- [DESCRIPTION OF THE TASK]:
Could you write out the lines from the very first one through the line containing "<point>247,205</point>" again, with "shrub" changed to "bush" and nothing else altered?

(Pointing records)
******

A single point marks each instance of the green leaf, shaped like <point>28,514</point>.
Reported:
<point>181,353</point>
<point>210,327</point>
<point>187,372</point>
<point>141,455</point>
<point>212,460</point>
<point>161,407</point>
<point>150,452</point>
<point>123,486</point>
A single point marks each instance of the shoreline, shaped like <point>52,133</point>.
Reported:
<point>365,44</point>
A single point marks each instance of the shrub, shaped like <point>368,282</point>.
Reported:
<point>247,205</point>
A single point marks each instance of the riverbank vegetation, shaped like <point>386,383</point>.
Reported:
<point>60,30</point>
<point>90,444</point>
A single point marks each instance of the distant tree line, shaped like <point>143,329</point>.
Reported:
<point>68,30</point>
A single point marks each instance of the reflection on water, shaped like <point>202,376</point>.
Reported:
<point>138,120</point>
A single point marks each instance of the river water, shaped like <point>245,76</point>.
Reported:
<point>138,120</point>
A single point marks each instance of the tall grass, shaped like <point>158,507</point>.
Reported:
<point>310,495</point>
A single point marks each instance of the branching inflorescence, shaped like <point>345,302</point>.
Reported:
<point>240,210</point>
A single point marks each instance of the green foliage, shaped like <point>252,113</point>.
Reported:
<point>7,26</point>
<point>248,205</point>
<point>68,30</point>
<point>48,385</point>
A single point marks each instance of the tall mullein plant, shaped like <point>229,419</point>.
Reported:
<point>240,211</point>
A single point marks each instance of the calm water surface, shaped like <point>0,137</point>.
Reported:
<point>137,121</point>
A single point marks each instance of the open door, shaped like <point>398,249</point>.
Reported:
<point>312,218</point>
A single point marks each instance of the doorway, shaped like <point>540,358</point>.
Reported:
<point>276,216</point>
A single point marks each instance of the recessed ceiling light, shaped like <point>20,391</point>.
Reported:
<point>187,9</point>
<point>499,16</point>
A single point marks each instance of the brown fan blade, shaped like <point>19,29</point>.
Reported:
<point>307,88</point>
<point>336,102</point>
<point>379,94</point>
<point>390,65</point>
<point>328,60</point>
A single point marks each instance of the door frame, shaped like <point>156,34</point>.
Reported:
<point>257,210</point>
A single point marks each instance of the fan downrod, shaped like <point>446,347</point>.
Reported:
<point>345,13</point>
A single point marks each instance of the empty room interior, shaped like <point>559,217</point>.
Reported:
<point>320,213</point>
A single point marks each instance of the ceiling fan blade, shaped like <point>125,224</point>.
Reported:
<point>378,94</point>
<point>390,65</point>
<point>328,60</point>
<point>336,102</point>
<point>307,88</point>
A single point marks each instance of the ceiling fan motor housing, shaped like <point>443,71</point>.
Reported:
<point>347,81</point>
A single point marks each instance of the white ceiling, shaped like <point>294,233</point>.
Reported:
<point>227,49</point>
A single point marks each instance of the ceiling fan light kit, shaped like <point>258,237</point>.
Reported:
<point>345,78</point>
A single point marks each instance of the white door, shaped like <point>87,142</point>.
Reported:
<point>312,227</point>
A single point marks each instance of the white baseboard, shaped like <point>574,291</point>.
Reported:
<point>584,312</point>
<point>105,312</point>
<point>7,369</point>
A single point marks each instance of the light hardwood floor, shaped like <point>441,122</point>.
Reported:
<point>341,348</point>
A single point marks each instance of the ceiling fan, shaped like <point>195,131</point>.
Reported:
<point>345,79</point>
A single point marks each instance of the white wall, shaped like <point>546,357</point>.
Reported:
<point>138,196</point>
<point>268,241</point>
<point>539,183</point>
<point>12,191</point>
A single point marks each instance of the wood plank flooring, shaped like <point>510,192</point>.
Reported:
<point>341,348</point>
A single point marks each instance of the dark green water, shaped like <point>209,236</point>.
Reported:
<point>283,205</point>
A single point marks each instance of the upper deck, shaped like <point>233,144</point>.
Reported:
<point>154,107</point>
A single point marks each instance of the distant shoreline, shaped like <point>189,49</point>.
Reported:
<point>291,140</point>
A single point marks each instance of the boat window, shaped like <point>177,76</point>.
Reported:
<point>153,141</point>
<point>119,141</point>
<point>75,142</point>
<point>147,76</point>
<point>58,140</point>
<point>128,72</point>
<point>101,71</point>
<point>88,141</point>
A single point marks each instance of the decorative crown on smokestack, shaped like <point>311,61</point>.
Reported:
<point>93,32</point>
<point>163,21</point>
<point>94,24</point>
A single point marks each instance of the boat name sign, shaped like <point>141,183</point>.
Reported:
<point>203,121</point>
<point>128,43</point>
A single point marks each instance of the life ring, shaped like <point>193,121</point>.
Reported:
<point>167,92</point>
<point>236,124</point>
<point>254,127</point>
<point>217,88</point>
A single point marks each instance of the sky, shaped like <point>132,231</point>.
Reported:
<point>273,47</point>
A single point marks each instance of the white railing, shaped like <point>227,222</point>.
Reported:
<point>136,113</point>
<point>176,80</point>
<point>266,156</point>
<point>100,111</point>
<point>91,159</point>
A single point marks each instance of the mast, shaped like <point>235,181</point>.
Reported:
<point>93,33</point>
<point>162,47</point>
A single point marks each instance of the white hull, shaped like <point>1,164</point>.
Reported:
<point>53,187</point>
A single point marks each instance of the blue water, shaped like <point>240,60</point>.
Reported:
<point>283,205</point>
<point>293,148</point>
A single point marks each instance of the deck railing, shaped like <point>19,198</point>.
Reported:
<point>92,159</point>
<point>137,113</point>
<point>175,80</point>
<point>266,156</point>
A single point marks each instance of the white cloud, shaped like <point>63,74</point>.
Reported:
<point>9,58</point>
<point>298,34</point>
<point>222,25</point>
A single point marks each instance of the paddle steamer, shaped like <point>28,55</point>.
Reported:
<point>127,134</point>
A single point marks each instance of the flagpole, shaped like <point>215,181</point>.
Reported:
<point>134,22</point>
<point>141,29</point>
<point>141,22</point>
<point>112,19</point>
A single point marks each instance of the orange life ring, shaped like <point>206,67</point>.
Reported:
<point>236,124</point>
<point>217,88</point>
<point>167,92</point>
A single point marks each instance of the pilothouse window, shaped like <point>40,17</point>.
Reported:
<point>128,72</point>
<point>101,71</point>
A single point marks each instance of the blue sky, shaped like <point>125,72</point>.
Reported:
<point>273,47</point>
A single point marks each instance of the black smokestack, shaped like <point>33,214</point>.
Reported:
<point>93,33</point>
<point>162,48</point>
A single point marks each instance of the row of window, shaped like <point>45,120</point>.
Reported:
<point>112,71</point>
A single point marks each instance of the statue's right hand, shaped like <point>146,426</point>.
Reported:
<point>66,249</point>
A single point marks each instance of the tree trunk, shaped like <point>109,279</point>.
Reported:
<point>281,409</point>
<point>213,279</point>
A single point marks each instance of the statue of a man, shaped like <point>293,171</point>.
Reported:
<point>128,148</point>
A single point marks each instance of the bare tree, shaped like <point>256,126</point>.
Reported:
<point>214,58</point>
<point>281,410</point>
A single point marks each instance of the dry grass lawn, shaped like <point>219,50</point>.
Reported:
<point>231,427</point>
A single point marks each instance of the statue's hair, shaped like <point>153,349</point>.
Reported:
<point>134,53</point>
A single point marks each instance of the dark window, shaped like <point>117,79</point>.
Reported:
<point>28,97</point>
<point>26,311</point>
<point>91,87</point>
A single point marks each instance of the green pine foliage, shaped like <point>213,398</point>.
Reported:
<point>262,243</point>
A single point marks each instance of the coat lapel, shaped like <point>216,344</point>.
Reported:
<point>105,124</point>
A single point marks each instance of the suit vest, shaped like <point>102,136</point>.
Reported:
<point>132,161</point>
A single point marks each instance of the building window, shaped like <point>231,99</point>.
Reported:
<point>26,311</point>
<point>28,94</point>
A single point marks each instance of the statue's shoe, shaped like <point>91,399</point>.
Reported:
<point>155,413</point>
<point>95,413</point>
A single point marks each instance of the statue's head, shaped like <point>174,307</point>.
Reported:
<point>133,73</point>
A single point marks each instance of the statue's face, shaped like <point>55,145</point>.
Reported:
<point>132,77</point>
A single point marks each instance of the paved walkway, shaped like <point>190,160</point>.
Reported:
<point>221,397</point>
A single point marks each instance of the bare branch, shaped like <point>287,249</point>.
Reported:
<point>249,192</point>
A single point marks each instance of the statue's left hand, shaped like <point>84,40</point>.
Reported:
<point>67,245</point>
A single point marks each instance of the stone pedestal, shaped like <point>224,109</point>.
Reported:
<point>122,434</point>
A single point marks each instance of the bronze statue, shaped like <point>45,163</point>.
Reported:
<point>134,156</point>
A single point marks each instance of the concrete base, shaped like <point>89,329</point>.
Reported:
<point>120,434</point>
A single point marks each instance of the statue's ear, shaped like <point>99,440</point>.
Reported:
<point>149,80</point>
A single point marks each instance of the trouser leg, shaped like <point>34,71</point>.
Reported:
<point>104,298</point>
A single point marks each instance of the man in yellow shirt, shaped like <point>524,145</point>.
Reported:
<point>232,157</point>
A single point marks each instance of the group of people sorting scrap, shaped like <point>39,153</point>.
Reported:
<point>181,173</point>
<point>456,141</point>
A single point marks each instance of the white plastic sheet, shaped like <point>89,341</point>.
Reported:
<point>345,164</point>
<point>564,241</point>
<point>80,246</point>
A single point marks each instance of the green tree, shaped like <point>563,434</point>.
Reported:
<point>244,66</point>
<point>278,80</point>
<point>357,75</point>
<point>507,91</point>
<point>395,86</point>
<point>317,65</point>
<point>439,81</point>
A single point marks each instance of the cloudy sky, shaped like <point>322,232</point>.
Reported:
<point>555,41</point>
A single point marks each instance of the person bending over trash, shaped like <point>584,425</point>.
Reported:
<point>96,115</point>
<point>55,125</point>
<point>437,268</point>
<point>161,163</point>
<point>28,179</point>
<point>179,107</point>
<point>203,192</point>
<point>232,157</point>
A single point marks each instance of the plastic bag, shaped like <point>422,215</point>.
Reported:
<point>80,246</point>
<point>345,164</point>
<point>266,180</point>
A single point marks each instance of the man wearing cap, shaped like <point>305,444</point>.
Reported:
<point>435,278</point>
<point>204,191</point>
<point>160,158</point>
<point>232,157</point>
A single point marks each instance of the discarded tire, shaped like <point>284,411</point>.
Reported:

******

- [THE SOLUTION]:
A single point marks each instance of the green leaf, shaped like <point>28,514</point>.
Reported:
<point>181,353</point>
<point>210,327</point>
<point>187,372</point>
<point>141,455</point>
<point>212,460</point>
<point>161,407</point>
<point>150,452</point>
<point>123,486</point>
A single point marks each instance of the shoreline, shaped like <point>52,133</point>.
Reported:
<point>365,44</point>
A single point marks each instance of the bush, shaped like <point>368,282</point>.
Reported:
<point>247,205</point>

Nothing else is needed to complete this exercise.